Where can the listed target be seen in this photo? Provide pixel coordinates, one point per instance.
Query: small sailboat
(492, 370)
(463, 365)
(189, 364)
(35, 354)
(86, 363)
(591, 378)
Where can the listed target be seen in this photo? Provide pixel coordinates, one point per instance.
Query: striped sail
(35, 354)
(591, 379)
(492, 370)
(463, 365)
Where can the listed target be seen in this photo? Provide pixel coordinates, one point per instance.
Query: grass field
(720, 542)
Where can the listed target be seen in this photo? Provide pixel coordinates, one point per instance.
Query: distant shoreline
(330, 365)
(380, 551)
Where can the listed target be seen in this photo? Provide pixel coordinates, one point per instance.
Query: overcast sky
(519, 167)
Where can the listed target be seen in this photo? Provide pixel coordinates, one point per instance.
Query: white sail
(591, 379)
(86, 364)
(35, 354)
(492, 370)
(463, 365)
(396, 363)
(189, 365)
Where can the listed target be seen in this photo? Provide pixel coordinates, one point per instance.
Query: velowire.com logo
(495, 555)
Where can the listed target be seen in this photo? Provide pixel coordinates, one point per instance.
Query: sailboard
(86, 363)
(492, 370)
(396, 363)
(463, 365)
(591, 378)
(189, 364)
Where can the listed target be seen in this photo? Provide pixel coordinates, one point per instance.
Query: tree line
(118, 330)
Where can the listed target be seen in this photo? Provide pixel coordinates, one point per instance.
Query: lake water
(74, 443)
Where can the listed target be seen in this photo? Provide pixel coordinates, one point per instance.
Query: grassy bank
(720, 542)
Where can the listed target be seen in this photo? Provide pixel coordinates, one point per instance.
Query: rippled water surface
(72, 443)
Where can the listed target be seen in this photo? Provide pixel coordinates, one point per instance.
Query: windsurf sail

-----

- **GOAL**
Return the material in full, exactly as shown.

- **RIGHT ANSWER**
Where can the listed target be seen in this photo? Provide pixel coordinates, one point per instance.
Query: small sailboat
(492, 370)
(463, 365)
(189, 364)
(35, 354)
(86, 363)
(591, 378)
Where can the listed target be seen in this photo? Provide pixel coordinates, one point per instance.
Query: striped sail
(35, 354)
(591, 379)
(492, 370)
(463, 365)
Where can the listed target be seen in this photo? Provide pixel coordinates, one point per instance.
Query: grass field
(720, 542)
Where can the listed target be seen in this photo? Provide pixel coordinates, one point per instance.
Query: distant shoreline
(330, 365)
(380, 551)
Where can the listed target be seen in this photo? Provide pixel coordinates, one point per instance.
Query: overcast sky
(519, 167)
Where can the listed target be seen in this photo? Provide pixel coordinates, one point per instance.
Query: white sail
(591, 379)
(86, 364)
(35, 354)
(492, 370)
(463, 365)
(396, 363)
(189, 365)
Where can the listed target be seen in this photo? Provide pixel coordinates, one point per instance.
Query: velowire.com logo
(495, 555)
Where can the listed target be seen in this photo? Provide pixel coordinates, one point per instance.
Query: sailboard
(86, 363)
(492, 370)
(396, 363)
(463, 365)
(591, 378)
(189, 364)
Where can the listed target be seen in this photo? Provide pixel coordinates, one point per instance.
Query: tree line
(118, 330)
Where can the listed target be seen in this photo? Provide pixel coordinates, one point per instance.
Query: lake water
(74, 443)
Where can the listed target be seen in this photo? Provide pixel coordinates, one point per instance.
Query: grassy bank
(720, 542)
Where can the listed target be seen in this photo? Provide pixel coordinates, one point per instance.
Query: rippled water surface
(72, 443)
Where can the listed target be seen in this photo? Provide pixel coordinates, one point per instance.
Query: windsurf sail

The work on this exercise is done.